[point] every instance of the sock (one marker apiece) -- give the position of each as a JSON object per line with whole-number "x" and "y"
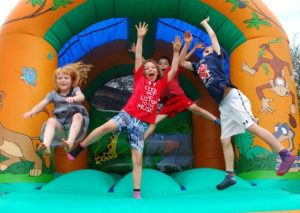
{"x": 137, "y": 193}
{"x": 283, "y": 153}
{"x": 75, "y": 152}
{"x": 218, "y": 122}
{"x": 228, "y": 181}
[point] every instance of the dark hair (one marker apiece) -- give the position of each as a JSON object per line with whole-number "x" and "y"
------------------------------------
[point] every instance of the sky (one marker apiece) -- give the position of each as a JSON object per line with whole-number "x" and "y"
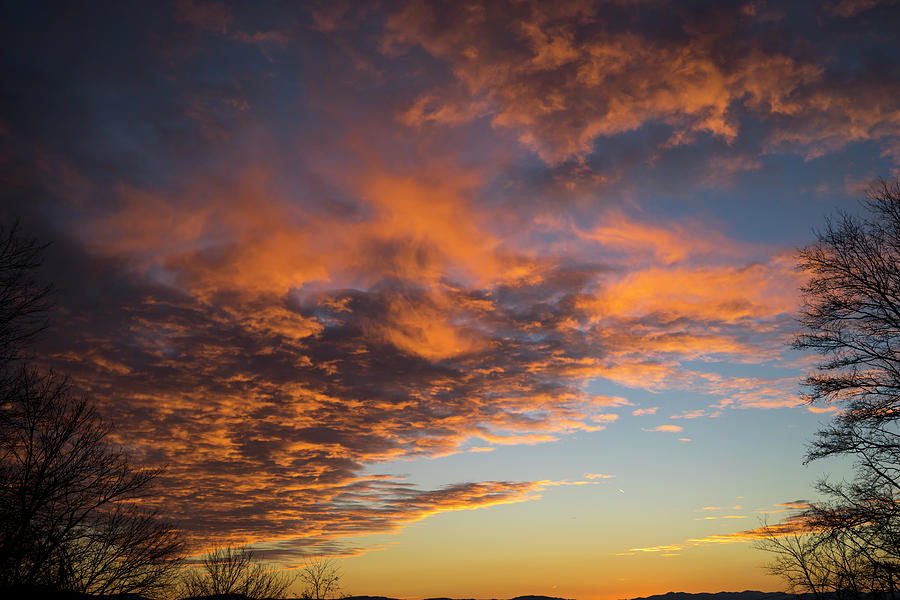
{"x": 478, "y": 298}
------------------------------------
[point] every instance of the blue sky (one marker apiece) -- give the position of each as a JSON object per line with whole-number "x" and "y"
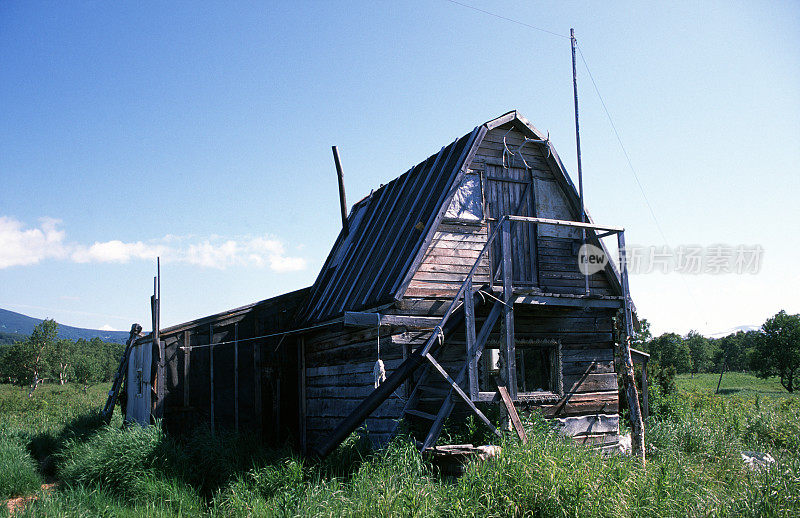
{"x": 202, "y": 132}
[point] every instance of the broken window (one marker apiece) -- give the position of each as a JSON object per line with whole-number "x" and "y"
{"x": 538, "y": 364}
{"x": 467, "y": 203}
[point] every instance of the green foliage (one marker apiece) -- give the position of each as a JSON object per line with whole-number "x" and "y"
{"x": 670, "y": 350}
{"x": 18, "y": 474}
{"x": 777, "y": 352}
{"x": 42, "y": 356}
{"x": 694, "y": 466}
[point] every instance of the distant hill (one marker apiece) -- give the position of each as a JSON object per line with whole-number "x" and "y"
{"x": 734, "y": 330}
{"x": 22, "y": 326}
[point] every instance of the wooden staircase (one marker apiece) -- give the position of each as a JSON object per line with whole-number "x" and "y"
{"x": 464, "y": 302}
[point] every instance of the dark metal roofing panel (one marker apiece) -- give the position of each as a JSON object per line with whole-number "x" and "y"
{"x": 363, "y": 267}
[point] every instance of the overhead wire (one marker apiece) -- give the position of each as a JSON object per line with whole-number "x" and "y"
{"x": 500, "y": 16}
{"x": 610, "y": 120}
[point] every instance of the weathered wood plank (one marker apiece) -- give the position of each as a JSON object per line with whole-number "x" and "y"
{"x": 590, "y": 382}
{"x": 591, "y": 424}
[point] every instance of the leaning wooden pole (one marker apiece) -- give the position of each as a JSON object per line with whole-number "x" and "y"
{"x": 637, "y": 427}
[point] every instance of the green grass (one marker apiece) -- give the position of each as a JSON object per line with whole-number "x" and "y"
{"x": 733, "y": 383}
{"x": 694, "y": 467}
------------------------------------
**TASK REQUIREMENTS**:
Copy the data above word for word, from the line with "[point] every instance of the sock" up to and including the line with "[point] every instance of the dark hair", and leave the pictures out.

**ANSWER TO THIS EXERCISE**:
[point] every instance of the sock (one marker apiece) -- give the position of each as a JSON object per line with whole-number "x" and "y"
{"x": 137, "y": 193}
{"x": 283, "y": 153}
{"x": 75, "y": 152}
{"x": 218, "y": 122}
{"x": 228, "y": 181}
[point] every instance of the dark hair (one marker apiece) -- give the position of each as a JSON object per line with whole-number "x" and "y"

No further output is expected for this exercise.